---- SELECTED EXCERPT
He and I first formed our friendship in grade school based on our mutual love of the Beatles. We saw “Let It Be” and “The Concert for Bangladesh” together in old movie theaters when the films were new. And we played in a band together that almost never got out of his garage but gave us a reason to sing Beatle songs.

We fell out of touch after high school, when my folks moved away from my hometown.

But a couple years later, I was back for a visit, and some mutual friends and I went over to my old friend’s house for a small party. At one point during the festivities, my old friend motioned me to an adjoining room. He got a really old guitar case out of a closet and pulled out a very cool antique Martin acoustic, a small parlor-sized guitar. My friend sat down opposite me, started playing, and sang, “Really don’t mind if you sit this one out.”

From there, my old friend sang and played the whole damn thing. The funny thing is, my old friend wasn’t a guitarist — he was a drummer. But he sure knew how to play “Thick as a Brick” on the guitar.

We must have sat there for over a half hour as he sang that long song, but it seemed like five minutes — a tribute to the beauty of the original composition and to the feeling in my friend’s performance — very different from the original recording, of course, but with the same spirit.

Thanks for reminding me of that unexpected and most memorable performance of “Thick as a Brick,” Bob.

Kurt Schroeder


Nice to see Tull get their due. Thanks.

When I interviewed Ian Anderson in 1990 for the San Diego Union (now Union-Tribune) , here’s what he had to say about Tull beating out Metallica for that controversial Grammy:

“It seemed strange to me at the time, being nominated, because that category did not reflect what the band is about in my eyes,” said Anderson, who co-founded Jethro Tull in 1968. “The new category was meant to reflect the alternative and harder end of the spectrum, which it did. But, to the consternation of the Grammy organizers, it was not a good move, retrospectively, to embrace metal and hard rock. Because it became a catchall for anybody not in the pop categories.
--------
---- RECORDS PROVIDED
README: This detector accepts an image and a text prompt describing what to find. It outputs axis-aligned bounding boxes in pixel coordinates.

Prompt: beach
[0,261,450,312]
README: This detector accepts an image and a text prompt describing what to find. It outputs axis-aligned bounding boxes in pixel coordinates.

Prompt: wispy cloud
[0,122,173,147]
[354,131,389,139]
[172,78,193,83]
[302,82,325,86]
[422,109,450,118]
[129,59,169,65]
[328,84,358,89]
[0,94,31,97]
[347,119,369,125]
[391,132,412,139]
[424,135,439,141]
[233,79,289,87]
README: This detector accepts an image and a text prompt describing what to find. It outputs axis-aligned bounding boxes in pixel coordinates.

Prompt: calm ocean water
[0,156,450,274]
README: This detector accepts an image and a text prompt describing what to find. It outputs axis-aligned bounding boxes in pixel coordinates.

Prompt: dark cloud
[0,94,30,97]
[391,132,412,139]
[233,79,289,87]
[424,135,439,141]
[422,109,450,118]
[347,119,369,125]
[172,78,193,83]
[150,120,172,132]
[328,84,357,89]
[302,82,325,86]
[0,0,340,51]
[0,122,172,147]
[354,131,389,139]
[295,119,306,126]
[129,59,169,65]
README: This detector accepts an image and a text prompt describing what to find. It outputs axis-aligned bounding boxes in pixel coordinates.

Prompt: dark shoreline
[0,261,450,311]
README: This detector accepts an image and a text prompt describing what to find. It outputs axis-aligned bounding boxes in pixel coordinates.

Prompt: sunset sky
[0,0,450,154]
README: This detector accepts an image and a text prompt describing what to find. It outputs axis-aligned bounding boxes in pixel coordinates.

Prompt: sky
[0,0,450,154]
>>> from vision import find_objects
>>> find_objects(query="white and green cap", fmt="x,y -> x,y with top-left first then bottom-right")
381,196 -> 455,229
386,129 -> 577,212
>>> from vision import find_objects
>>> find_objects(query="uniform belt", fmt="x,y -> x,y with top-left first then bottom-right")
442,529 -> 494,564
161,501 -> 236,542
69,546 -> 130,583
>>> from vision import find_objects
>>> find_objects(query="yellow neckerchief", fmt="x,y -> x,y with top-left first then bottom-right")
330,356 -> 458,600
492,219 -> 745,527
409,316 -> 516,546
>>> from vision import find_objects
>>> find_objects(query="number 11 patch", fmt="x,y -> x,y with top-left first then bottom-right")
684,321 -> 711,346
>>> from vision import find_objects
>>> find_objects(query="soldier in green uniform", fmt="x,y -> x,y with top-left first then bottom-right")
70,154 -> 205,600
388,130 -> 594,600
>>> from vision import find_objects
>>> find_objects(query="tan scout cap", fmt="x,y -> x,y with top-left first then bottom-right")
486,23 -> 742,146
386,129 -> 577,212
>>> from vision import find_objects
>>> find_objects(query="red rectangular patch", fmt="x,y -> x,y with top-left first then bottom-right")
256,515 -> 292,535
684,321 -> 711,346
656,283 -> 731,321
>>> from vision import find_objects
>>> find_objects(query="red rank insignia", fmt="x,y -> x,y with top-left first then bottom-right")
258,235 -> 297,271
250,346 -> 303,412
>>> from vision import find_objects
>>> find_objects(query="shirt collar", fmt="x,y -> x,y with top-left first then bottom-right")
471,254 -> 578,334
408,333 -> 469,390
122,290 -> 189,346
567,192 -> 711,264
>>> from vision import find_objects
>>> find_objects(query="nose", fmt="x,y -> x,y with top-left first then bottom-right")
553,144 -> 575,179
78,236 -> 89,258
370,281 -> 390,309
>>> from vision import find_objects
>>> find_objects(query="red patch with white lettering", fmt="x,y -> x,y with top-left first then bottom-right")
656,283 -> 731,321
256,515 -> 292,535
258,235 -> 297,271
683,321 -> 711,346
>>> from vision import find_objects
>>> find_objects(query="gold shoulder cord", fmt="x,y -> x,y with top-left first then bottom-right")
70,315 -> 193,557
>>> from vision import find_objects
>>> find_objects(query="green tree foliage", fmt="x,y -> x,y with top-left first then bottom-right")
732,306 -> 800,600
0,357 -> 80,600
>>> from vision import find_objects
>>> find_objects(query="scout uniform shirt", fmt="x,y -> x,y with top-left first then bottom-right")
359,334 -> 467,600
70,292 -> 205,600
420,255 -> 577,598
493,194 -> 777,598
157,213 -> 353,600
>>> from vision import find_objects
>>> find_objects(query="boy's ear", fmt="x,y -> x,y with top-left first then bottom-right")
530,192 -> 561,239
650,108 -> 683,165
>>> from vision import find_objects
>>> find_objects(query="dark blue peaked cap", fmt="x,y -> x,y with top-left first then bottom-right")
--------
Rewrite the recollection of the friend's guitar performance from "From there, my" up to and including "the same spirit.", changing "drummer" to "bassist". None of the lines are needed for what follows.

EXPECTED OUTPUT>
From there, my old friend sang and played the whole damn thing. The funny thing is, my old friend wasn’t a guitarist — he was a bassist. But he sure knew how to play “Thick as a Brick” on the guitar.

We must have sat there for over a half hour as he sang that long song, but it seemed like five minutes — a tribute to the beauty of the original composition and to the feeling in my friend’s performance — very different from the original recording, of course, but with the same spirit.